____ Input records

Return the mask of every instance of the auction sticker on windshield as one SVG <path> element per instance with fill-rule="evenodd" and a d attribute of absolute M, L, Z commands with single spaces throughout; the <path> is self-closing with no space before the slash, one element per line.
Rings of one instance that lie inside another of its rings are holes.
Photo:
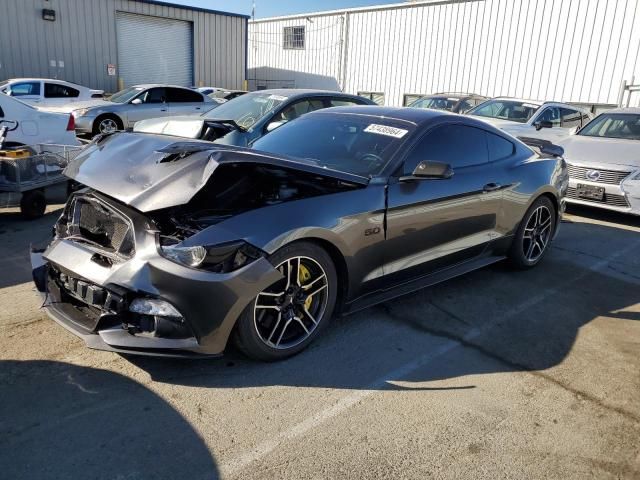
<path fill-rule="evenodd" d="M 282 95 L 269 95 L 269 100 L 278 100 L 279 102 L 284 102 L 287 97 L 283 97 Z"/>
<path fill-rule="evenodd" d="M 388 125 L 379 125 L 377 123 L 372 123 L 364 131 L 395 138 L 402 138 L 409 132 L 409 130 L 403 130 L 402 128 L 389 127 Z"/>

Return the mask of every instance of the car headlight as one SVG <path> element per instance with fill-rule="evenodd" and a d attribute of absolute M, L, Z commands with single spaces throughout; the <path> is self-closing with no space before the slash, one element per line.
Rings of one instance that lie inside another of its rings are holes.
<path fill-rule="evenodd" d="M 193 247 L 162 243 L 163 238 L 160 239 L 160 254 L 165 258 L 216 273 L 232 272 L 264 256 L 260 249 L 243 241 Z"/>
<path fill-rule="evenodd" d="M 636 174 L 631 177 L 631 180 L 640 180 L 640 170 L 638 170 Z"/>
<path fill-rule="evenodd" d="M 83 117 L 87 114 L 88 111 L 89 111 L 88 108 L 80 108 L 78 110 L 74 110 L 73 112 L 71 112 L 71 114 L 74 117 Z"/>

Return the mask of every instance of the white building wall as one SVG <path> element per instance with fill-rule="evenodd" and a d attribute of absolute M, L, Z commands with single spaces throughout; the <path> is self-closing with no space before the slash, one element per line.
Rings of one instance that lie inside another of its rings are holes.
<path fill-rule="evenodd" d="M 250 88 L 467 91 L 615 104 L 640 83 L 640 0 L 425 1 L 249 24 Z M 283 27 L 306 27 L 305 50 Z"/>

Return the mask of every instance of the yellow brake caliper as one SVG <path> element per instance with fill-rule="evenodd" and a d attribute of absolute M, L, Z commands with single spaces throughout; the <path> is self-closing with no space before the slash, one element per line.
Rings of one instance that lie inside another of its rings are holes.
<path fill-rule="evenodd" d="M 311 280 L 311 272 L 309 271 L 309 269 L 307 267 L 305 267 L 301 263 L 300 266 L 298 267 L 298 281 L 300 282 L 300 285 L 304 285 L 309 280 Z M 311 308 L 311 303 L 312 302 L 313 302 L 313 297 L 308 297 L 304 301 L 304 308 L 306 310 L 309 310 L 309 308 Z"/>

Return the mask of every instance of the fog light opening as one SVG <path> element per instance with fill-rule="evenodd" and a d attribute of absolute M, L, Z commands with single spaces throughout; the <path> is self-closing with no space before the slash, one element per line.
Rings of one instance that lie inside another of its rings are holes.
<path fill-rule="evenodd" d="M 157 298 L 136 298 L 129 304 L 129 311 L 140 315 L 170 317 L 174 321 L 184 321 L 182 314 L 176 307 L 165 300 Z"/>

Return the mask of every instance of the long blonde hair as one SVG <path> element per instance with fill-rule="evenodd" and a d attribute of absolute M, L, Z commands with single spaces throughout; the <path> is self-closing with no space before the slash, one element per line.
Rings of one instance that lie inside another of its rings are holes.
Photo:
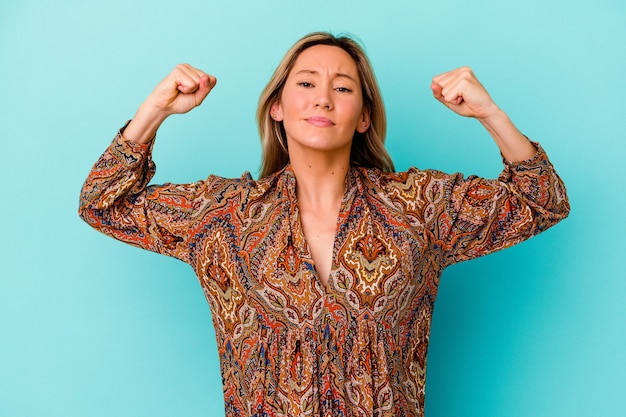
<path fill-rule="evenodd" d="M 280 99 L 285 81 L 298 56 L 302 51 L 315 45 L 329 45 L 343 49 L 352 57 L 357 67 L 363 93 L 363 106 L 370 112 L 370 126 L 365 133 L 355 132 L 352 139 L 350 163 L 353 166 L 393 172 L 395 170 L 393 162 L 384 145 L 387 130 L 385 106 L 367 55 L 358 43 L 347 36 L 337 37 L 327 32 L 315 32 L 304 36 L 289 49 L 259 98 L 256 118 L 263 148 L 260 177 L 280 171 L 289 163 L 285 129 L 282 122 L 277 122 L 270 116 L 270 109 Z"/>

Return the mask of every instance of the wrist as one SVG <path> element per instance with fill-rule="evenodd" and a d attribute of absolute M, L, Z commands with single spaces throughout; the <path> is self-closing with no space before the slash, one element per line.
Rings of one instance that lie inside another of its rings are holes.
<path fill-rule="evenodd" d="M 535 146 L 515 127 L 504 111 L 498 109 L 489 117 L 480 119 L 480 122 L 487 129 L 498 145 L 500 153 L 507 161 L 525 161 L 537 153 Z"/>
<path fill-rule="evenodd" d="M 495 128 L 498 125 L 509 122 L 509 116 L 495 103 L 493 108 L 485 112 L 485 116 L 477 118 L 486 128 Z"/>
<path fill-rule="evenodd" d="M 150 100 L 146 100 L 137 109 L 134 119 L 141 118 L 149 121 L 150 124 L 158 123 L 159 125 L 167 119 L 171 113 L 165 111 L 162 107 L 155 105 Z"/>
<path fill-rule="evenodd" d="M 166 112 L 144 102 L 124 130 L 124 137 L 139 144 L 149 143 L 167 116 Z"/>

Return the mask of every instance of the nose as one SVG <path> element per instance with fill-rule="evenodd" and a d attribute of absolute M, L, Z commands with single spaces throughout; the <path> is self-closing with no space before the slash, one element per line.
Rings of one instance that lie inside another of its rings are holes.
<path fill-rule="evenodd" d="M 317 90 L 315 96 L 315 108 L 330 110 L 333 107 L 330 91 L 326 88 L 320 88 Z"/>

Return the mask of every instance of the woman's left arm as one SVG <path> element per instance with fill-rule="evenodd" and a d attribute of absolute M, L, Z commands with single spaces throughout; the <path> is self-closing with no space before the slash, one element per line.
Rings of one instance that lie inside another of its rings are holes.
<path fill-rule="evenodd" d="M 435 194 L 442 201 L 433 207 L 442 210 L 435 210 L 432 221 L 426 223 L 448 262 L 511 246 L 567 217 L 570 206 L 565 186 L 547 155 L 517 130 L 470 68 L 434 77 L 431 88 L 446 107 L 479 120 L 506 162 L 498 180 L 433 174 L 425 186 L 441 191 Z"/>
<path fill-rule="evenodd" d="M 525 161 L 537 153 L 535 146 L 495 104 L 469 67 L 434 77 L 431 89 L 435 98 L 450 110 L 482 123 L 508 162 Z"/>

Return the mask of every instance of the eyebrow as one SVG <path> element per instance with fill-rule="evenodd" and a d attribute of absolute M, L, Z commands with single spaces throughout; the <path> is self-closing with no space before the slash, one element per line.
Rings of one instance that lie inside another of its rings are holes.
<path fill-rule="evenodd" d="M 305 73 L 305 74 L 313 74 L 313 75 L 319 74 L 319 72 L 318 72 L 318 71 L 315 71 L 315 70 L 307 70 L 307 69 L 303 69 L 303 70 L 300 70 L 300 71 L 296 72 L 296 75 L 301 74 L 301 73 Z M 345 73 L 343 73 L 343 72 L 336 72 L 336 73 L 334 74 L 334 76 L 335 76 L 335 77 L 340 77 L 340 78 L 347 78 L 347 79 L 349 79 L 349 80 L 354 81 L 355 83 L 357 82 L 357 81 L 354 79 L 354 77 L 352 77 L 352 76 L 350 76 L 350 75 L 348 75 L 348 74 L 345 74 Z"/>

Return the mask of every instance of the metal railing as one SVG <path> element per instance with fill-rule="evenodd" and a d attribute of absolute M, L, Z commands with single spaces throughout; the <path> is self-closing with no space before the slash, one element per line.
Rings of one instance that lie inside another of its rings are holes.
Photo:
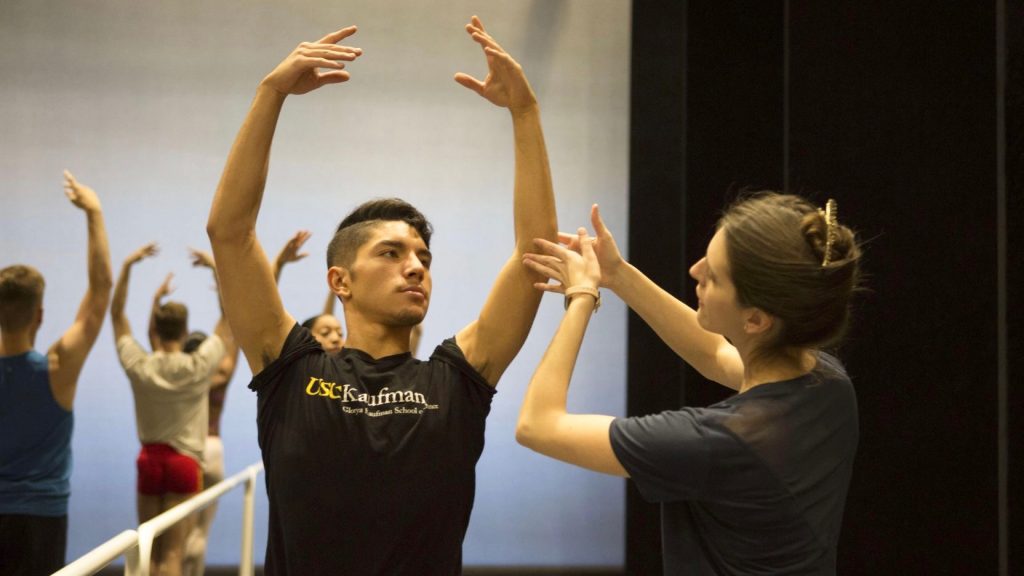
<path fill-rule="evenodd" d="M 242 509 L 242 555 L 238 562 L 239 576 L 253 574 L 253 520 L 255 512 L 256 476 L 263 471 L 257 462 L 231 478 L 227 478 L 174 508 L 150 518 L 136 530 L 125 530 L 84 556 L 55 572 L 53 576 L 91 576 L 103 570 L 119 556 L 124 555 L 125 576 L 149 576 L 153 540 L 189 514 L 206 508 L 239 484 L 245 483 Z"/>

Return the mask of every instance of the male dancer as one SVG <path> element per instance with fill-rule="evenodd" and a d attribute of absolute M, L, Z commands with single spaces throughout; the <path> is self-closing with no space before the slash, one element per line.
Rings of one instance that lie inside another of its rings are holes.
<path fill-rule="evenodd" d="M 348 337 L 329 355 L 284 310 L 256 238 L 270 144 L 289 94 L 344 82 L 359 48 L 354 26 L 300 44 L 263 79 L 228 157 L 207 231 L 225 312 L 256 375 L 276 574 L 459 574 L 475 465 L 494 385 L 519 351 L 539 304 L 521 255 L 557 236 L 536 99 L 521 67 L 476 17 L 481 82 L 455 80 L 508 108 L 515 132 L 515 246 L 479 317 L 426 362 L 410 331 L 430 301 L 430 225 L 401 200 L 363 204 L 328 248 L 328 284 Z M 318 69 L 330 69 L 321 72 Z"/>
<path fill-rule="evenodd" d="M 0 574 L 36 576 L 64 566 L 71 494 L 71 412 L 78 375 L 110 303 L 112 274 L 99 198 L 64 172 L 64 193 L 85 212 L 89 286 L 71 327 L 46 355 L 42 274 L 0 270 Z"/>
<path fill-rule="evenodd" d="M 136 460 L 139 522 L 170 510 L 202 490 L 202 458 L 209 422 L 206 394 L 210 376 L 224 356 L 225 342 L 232 337 L 222 315 L 214 335 L 195 352 L 186 354 L 188 309 L 180 302 L 162 302 L 171 292 L 168 275 L 153 297 L 149 324 L 153 351 L 142 348 L 132 336 L 124 308 L 132 266 L 156 251 L 155 244 L 147 244 L 125 259 L 110 306 L 117 356 L 131 381 L 142 443 Z M 191 519 L 178 522 L 157 539 L 154 573 L 181 574 L 190 524 Z"/>

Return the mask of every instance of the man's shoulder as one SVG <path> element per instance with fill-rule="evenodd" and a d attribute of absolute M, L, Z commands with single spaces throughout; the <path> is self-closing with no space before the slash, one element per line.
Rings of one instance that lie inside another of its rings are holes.
<path fill-rule="evenodd" d="M 275 388 L 276 384 L 272 384 L 273 382 L 289 374 L 293 369 L 301 368 L 317 353 L 326 355 L 323 347 L 309 330 L 296 323 L 285 338 L 277 357 L 265 362 L 263 369 L 253 375 L 249 389 L 261 392 Z"/>
<path fill-rule="evenodd" d="M 46 372 L 49 367 L 49 361 L 46 354 L 34 349 L 21 354 L 0 355 L 0 366 L 15 369 L 19 365 L 24 366 L 31 372 Z"/>
<path fill-rule="evenodd" d="M 210 334 L 193 354 L 199 354 L 211 359 L 219 359 L 224 355 L 224 350 L 224 340 L 216 334 Z"/>
<path fill-rule="evenodd" d="M 136 340 L 135 337 L 132 336 L 131 334 L 121 335 L 121 337 L 118 338 L 114 344 L 115 347 L 117 348 L 118 353 L 139 352 L 146 356 L 152 356 L 152 353 L 147 352 L 142 347 L 142 344 L 139 344 L 139 341 Z"/>
<path fill-rule="evenodd" d="M 446 366 L 450 370 L 452 378 L 461 378 L 470 383 L 470 388 L 482 391 L 485 398 L 490 398 L 495 393 L 495 387 L 466 359 L 466 355 L 454 336 L 446 338 L 434 348 L 427 364 Z"/>
<path fill-rule="evenodd" d="M 476 372 L 476 370 L 466 360 L 466 353 L 459 346 L 455 336 L 445 338 L 440 344 L 434 347 L 434 351 L 431 352 L 428 362 L 446 362 L 449 364 L 455 364 L 457 366 L 465 366 L 470 370 Z"/>

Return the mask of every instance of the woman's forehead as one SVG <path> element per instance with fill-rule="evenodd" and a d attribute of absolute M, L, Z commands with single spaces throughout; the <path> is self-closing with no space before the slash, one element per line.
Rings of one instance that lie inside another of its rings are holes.
<path fill-rule="evenodd" d="M 341 328 L 341 322 L 338 322 L 338 319 L 333 314 L 324 314 L 313 322 L 314 330 L 320 328 Z"/>
<path fill-rule="evenodd" d="M 711 237 L 705 256 L 708 265 L 716 274 L 728 273 L 729 260 L 725 251 L 725 230 L 723 228 L 719 228 Z"/>

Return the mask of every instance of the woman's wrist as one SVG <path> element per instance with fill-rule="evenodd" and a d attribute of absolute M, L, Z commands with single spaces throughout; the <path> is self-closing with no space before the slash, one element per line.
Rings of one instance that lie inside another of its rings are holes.
<path fill-rule="evenodd" d="M 565 289 L 565 309 L 569 309 L 569 303 L 574 298 L 591 297 L 594 299 L 594 312 L 601 307 L 601 292 L 593 286 L 570 286 Z"/>

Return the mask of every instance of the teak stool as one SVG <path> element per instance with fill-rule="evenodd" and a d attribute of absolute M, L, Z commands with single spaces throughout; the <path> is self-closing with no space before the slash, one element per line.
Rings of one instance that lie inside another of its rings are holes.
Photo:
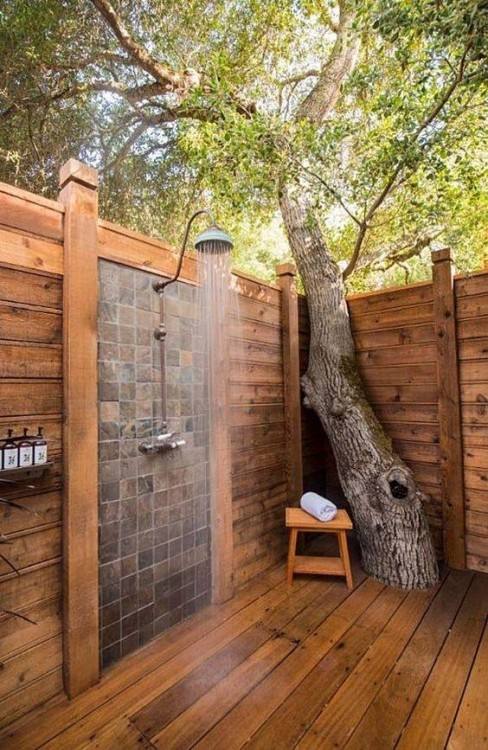
<path fill-rule="evenodd" d="M 290 529 L 288 547 L 288 585 L 293 583 L 294 573 L 309 573 L 322 576 L 345 576 L 347 588 L 352 589 L 351 562 L 347 548 L 347 529 L 352 529 L 352 521 L 345 510 L 338 510 L 333 521 L 317 521 L 301 508 L 286 509 L 286 525 Z M 299 531 L 314 531 L 322 534 L 336 534 L 340 557 L 310 557 L 297 555 Z"/>

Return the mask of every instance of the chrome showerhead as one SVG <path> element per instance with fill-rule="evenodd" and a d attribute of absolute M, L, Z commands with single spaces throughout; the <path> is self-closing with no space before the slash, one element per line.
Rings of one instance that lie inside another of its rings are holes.
<path fill-rule="evenodd" d="M 227 232 L 224 232 L 217 224 L 212 224 L 198 235 L 195 248 L 199 253 L 220 255 L 230 253 L 233 243 Z"/>

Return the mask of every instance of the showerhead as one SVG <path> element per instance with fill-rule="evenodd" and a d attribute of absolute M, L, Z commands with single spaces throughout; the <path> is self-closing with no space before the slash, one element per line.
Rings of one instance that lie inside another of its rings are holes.
<path fill-rule="evenodd" d="M 230 253 L 232 247 L 231 238 L 217 224 L 212 224 L 208 229 L 205 229 L 195 240 L 197 251 L 209 255 Z"/>

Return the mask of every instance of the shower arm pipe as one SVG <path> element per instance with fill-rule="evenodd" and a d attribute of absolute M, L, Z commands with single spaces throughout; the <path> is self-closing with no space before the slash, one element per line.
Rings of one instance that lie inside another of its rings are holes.
<path fill-rule="evenodd" d="M 188 224 L 186 225 L 185 236 L 183 237 L 183 243 L 181 245 L 180 256 L 178 258 L 178 265 L 176 266 L 175 274 L 170 279 L 166 279 L 165 281 L 157 281 L 154 284 L 154 289 L 156 292 L 158 292 L 158 294 L 162 294 L 167 286 L 169 286 L 170 284 L 174 284 L 174 282 L 178 280 L 183 266 L 183 259 L 185 256 L 186 245 L 188 243 L 188 237 L 190 235 L 191 225 L 198 216 L 202 216 L 203 214 L 206 214 L 209 217 L 211 223 L 215 224 L 212 212 L 208 208 L 200 208 L 198 211 L 195 211 L 192 216 L 190 216 Z"/>
<path fill-rule="evenodd" d="M 181 268 L 183 266 L 183 258 L 185 255 L 186 245 L 188 242 L 188 237 L 190 234 L 191 225 L 195 221 L 195 219 L 198 216 L 202 216 L 202 214 L 207 214 L 207 216 L 210 218 L 210 221 L 214 223 L 214 218 L 212 216 L 212 213 L 207 208 L 201 208 L 198 211 L 195 211 L 195 213 L 190 216 L 190 219 L 188 221 L 188 224 L 186 225 L 185 229 L 185 236 L 183 237 L 183 243 L 181 245 L 180 250 L 180 257 L 178 258 L 178 264 L 176 266 L 176 271 L 174 276 L 172 276 L 170 279 L 166 279 L 165 281 L 156 281 L 153 284 L 154 290 L 159 294 L 159 328 L 156 329 L 154 332 L 154 335 L 156 339 L 159 340 L 159 357 L 160 357 L 160 368 L 161 368 L 161 428 L 166 431 L 168 428 L 168 414 L 167 414 L 167 398 L 166 398 L 166 325 L 164 323 L 164 290 L 166 287 L 168 287 L 170 284 L 173 284 L 175 281 L 178 280 L 178 277 L 181 273 Z"/>

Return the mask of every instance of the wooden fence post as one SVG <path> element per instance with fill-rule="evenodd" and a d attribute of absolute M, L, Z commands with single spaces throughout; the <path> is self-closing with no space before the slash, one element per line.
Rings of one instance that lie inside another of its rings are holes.
<path fill-rule="evenodd" d="M 297 271 L 293 263 L 282 263 L 276 273 L 281 289 L 288 501 L 297 505 L 303 492 Z"/>
<path fill-rule="evenodd" d="M 64 684 L 74 697 L 99 678 L 97 288 L 98 176 L 60 170 L 64 203 Z"/>
<path fill-rule="evenodd" d="M 456 340 L 456 307 L 449 248 L 432 253 L 434 330 L 437 341 L 444 556 L 466 567 L 464 474 Z"/>

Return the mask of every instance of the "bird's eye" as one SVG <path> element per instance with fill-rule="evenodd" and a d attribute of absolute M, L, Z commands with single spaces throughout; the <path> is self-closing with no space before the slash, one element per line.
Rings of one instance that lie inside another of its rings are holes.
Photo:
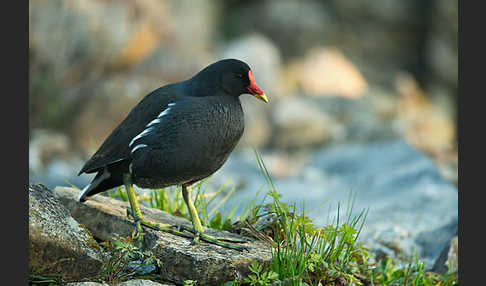
<path fill-rule="evenodd" d="M 243 78 L 243 75 L 240 74 L 240 73 L 236 74 L 236 76 L 239 77 L 239 78 Z"/>

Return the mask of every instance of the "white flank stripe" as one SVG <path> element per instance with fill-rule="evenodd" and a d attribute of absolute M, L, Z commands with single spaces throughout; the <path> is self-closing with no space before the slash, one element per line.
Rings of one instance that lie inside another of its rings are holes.
<path fill-rule="evenodd" d="M 147 124 L 147 125 L 146 125 L 146 127 L 150 127 L 150 126 L 152 126 L 152 125 L 154 125 L 154 124 L 158 124 L 158 123 L 160 123 L 160 120 L 159 120 L 159 118 L 157 117 L 157 118 L 155 118 L 154 120 L 150 121 L 150 122 L 149 122 L 149 124 Z"/>
<path fill-rule="evenodd" d="M 169 110 L 170 110 L 170 108 L 171 108 L 172 106 L 174 106 L 174 105 L 175 105 L 175 103 L 169 103 L 169 104 L 168 104 L 168 106 L 169 106 L 169 107 L 168 107 L 166 110 L 162 111 L 162 112 L 159 114 L 159 116 L 157 116 L 157 118 L 155 118 L 154 120 L 150 121 L 150 122 L 149 122 L 147 125 L 145 125 L 145 127 L 147 127 L 147 129 L 145 129 L 145 130 L 144 130 L 144 131 L 142 131 L 140 134 L 138 134 L 137 136 L 135 136 L 135 137 L 132 139 L 132 141 L 130 141 L 130 143 L 128 144 L 128 147 L 132 147 L 132 144 L 133 144 L 133 143 L 134 143 L 134 142 L 135 142 L 137 139 L 142 138 L 143 136 L 148 135 L 148 133 L 149 133 L 150 131 L 152 131 L 152 130 L 153 130 L 153 128 L 154 128 L 154 127 L 152 127 L 152 125 L 159 124 L 159 123 L 160 123 L 160 118 L 161 118 L 162 116 L 165 116 L 165 115 L 169 114 Z M 144 145 L 144 144 L 141 144 L 141 145 Z M 137 145 L 137 146 L 136 146 L 136 147 L 135 147 L 135 148 L 132 150 L 132 153 L 133 153 L 133 152 L 135 152 L 135 150 L 137 149 L 137 147 L 138 147 L 138 146 L 139 146 L 139 145 Z M 146 146 L 147 146 L 147 145 L 142 146 L 142 147 L 146 147 Z M 139 148 L 141 148 L 141 147 L 139 147 Z"/>
<path fill-rule="evenodd" d="M 157 116 L 157 118 L 160 118 L 160 117 L 162 117 L 162 116 L 164 116 L 164 115 L 167 115 L 167 114 L 169 113 L 169 110 L 170 110 L 170 107 L 169 107 L 169 108 L 167 108 L 166 110 L 162 111 L 162 112 L 159 114 L 159 116 Z"/>
<path fill-rule="evenodd" d="M 137 151 L 137 149 L 143 148 L 143 147 L 147 147 L 147 144 L 138 144 L 137 146 L 133 147 L 131 153 L 133 154 L 135 151 Z"/>
<path fill-rule="evenodd" d="M 139 138 L 142 138 L 143 136 L 146 136 L 150 133 L 150 131 L 153 130 L 153 127 L 149 127 L 147 129 L 145 129 L 144 131 L 142 131 L 140 134 L 138 134 L 137 136 L 133 137 L 132 141 L 130 141 L 130 144 L 128 144 L 128 147 L 131 147 L 133 142 L 135 142 L 135 140 L 139 139 Z"/>

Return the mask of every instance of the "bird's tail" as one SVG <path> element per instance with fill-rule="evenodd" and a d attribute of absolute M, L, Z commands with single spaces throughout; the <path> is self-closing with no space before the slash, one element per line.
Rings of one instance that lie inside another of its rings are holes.
<path fill-rule="evenodd" d="M 114 176 L 115 175 L 115 176 Z M 108 168 L 103 168 L 94 179 L 79 193 L 78 200 L 80 202 L 86 201 L 86 197 L 107 191 L 111 188 L 122 185 L 121 178 L 118 178 L 116 174 L 110 173 Z"/>

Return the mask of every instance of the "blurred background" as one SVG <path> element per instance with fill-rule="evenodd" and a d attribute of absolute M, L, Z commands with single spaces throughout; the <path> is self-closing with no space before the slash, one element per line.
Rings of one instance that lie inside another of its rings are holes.
<path fill-rule="evenodd" d="M 208 188 L 251 198 L 256 148 L 284 198 L 355 191 L 384 252 L 433 259 L 457 225 L 457 31 L 456 0 L 30 1 L 30 180 L 82 188 L 146 94 L 238 58 L 270 102 L 241 96 L 245 134 Z"/>

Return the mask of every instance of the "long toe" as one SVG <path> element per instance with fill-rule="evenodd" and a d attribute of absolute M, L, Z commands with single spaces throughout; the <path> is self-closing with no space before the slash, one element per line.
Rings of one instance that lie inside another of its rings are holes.
<path fill-rule="evenodd" d="M 170 224 L 165 224 L 165 223 L 159 223 L 159 222 L 153 222 L 149 221 L 146 219 L 141 220 L 142 225 L 151 228 L 153 230 L 159 230 L 159 231 L 164 231 L 168 232 L 177 236 L 182 236 L 186 238 L 194 238 L 194 235 L 192 233 L 187 233 L 187 232 L 182 232 L 179 231 L 180 227 L 177 225 L 170 225 Z"/>
<path fill-rule="evenodd" d="M 246 247 L 246 246 L 226 242 L 228 240 L 228 238 L 214 237 L 212 235 L 205 234 L 205 233 L 200 233 L 199 237 L 201 238 L 201 240 L 204 240 L 204 241 L 212 243 L 212 244 L 219 245 L 221 247 L 235 249 L 235 250 L 238 250 L 238 251 L 243 251 L 243 250 L 249 251 L 248 247 Z M 232 239 L 232 238 L 229 238 L 229 239 Z M 231 241 L 233 241 L 233 240 L 231 240 Z"/>
<path fill-rule="evenodd" d="M 133 217 L 133 213 L 130 209 L 127 209 L 127 216 Z M 166 223 L 154 222 L 154 221 L 150 221 L 150 220 L 147 220 L 147 219 L 144 219 L 144 218 L 140 218 L 138 220 L 140 221 L 140 224 L 142 224 L 142 225 L 144 225 L 148 228 L 151 228 L 153 230 L 165 231 L 165 232 L 172 233 L 174 235 L 178 235 L 178 236 L 182 236 L 182 237 L 186 237 L 186 238 L 194 238 L 194 235 L 192 235 L 191 233 L 182 232 L 182 231 L 187 230 L 187 229 L 182 228 L 181 226 L 178 226 L 178 225 L 171 225 L 171 224 L 166 224 Z"/>

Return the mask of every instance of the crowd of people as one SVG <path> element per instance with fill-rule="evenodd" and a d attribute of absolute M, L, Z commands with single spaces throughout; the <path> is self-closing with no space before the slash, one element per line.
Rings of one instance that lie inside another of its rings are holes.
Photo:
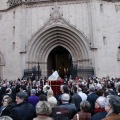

________

### Work instruction
Identify every line above that includes the word "woman", and show those lines.

### Exercise solution
Return the mask of every instance of the woman's left arm as one SVG <path> element per instance with fill-rule="evenodd" and a d attribute of absolute M, L, Z commands with single spaces throughout; the <path> is self-closing with no space before the slash, one element per line.
Return the mask of every instance of the woman's forehead as one SVG <path> element per instance with fill-rule="evenodd" and a d attribute of absolute M, L, Z commands with single spaces throughout; the <path> is self-closing with no space before the slash, one element per line.
Return the mask of every instance of the woman's wrist as one SVG <path> element per instance with fill-rule="evenodd" and a d attribute of absolute M, L, Z commands with single spaces throughout; the <path> is self-closing with no space before the slash, one element per line.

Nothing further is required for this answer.